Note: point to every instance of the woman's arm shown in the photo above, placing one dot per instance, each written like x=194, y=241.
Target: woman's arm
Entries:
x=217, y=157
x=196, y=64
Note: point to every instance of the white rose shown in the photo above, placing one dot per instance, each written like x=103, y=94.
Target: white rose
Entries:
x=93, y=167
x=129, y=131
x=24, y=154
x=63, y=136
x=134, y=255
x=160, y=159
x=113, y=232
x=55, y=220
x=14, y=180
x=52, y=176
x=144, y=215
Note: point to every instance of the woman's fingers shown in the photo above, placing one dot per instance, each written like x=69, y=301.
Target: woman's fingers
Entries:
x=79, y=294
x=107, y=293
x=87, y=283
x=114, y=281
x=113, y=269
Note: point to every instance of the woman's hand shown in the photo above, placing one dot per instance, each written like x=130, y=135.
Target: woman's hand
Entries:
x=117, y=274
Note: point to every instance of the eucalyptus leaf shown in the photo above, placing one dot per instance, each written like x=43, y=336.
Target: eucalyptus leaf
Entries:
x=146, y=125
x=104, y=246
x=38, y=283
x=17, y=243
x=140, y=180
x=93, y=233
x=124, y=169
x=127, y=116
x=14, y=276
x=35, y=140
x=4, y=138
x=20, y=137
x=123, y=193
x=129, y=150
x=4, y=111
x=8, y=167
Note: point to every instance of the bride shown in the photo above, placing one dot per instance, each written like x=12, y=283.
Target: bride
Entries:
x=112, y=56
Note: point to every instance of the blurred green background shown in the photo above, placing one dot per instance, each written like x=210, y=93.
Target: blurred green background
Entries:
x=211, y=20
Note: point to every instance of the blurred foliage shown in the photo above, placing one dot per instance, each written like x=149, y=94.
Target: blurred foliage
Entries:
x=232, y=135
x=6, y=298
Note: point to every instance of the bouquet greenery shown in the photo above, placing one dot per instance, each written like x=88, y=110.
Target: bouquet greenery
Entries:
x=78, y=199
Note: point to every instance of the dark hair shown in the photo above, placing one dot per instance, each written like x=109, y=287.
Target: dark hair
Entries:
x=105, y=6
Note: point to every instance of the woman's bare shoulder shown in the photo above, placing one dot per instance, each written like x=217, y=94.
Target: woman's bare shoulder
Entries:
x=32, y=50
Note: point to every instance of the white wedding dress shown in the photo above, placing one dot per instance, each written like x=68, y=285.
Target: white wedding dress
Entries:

====

-- SET TASK --
Copy out all of the lines above word for word.

-- PROBLEM SOLUTION --
Note: point to every instance of the woman's arm shown in the photo above, placing one dot per instance, each written like x=194, y=241.
Target: woman's arm
Entries:
x=217, y=157
x=196, y=64
Note: point to every instance of the white rose shown in the photo above, placing one dot per instance, each written like x=103, y=94.
Target: white rose
Entries:
x=93, y=167
x=129, y=131
x=24, y=154
x=63, y=136
x=134, y=255
x=160, y=159
x=113, y=232
x=55, y=220
x=14, y=180
x=52, y=176
x=144, y=215
Note: point to every instance of the woman's fingers shown in the photo above, placing one dot per instance, each written like x=69, y=301.
Target: woman's fingers
Entries:
x=79, y=294
x=107, y=293
x=87, y=283
x=114, y=281
x=113, y=269
Note: point to every instance of the woman's hand shown in the photo above, placing one dot per instance, each written like x=130, y=135.
Target: woman's hand
Entries:
x=117, y=274
Note: point to every instance of the eucalyptus leaf shown in the photo above, placing one dot per instance, each written like x=43, y=336.
Target: eucalyptus leaf
Entries:
x=146, y=125
x=104, y=246
x=38, y=283
x=17, y=243
x=140, y=180
x=93, y=233
x=124, y=169
x=127, y=116
x=14, y=276
x=35, y=140
x=4, y=138
x=20, y=137
x=123, y=193
x=129, y=150
x=4, y=111
x=8, y=167
Note: point to every instance of the bride shown in the photo above, placing one dot per instance, each written like x=12, y=283.
Target: bride
Entries:
x=112, y=56
Note: point to every instance of the blurred green background shown in the photo above, placing one dot per instance, each written like x=210, y=93.
Target: blurred green background
Entries:
x=211, y=20
Note: point to every instance of the blurred foliage shown in the photo above, placing one dot per instance, each written like x=149, y=94.
Target: blurred foliage
Entries:
x=232, y=135
x=6, y=298
Note: point to every instance of the bouquet greenery shown in the photo above, placing one dot per instance, each written like x=88, y=110.
Target: bouquet greenery
Entries:
x=78, y=199
Note: point to every instance of the dark hair shown in the photo above, placing one dot per instance, each written like x=109, y=287.
Target: dark hair
Entries:
x=105, y=6
Note: point to every instance of the woman's bare shoulder shown in the photo above, placing one dot per instance, each written like x=217, y=94.
Target: woman's bare shoulder
Entries:
x=32, y=50
Note: point to every instance of the white wedding dress shown in the photo above, placing one dot per instance, each written like x=68, y=285.
Target: white wedding dress
Entries:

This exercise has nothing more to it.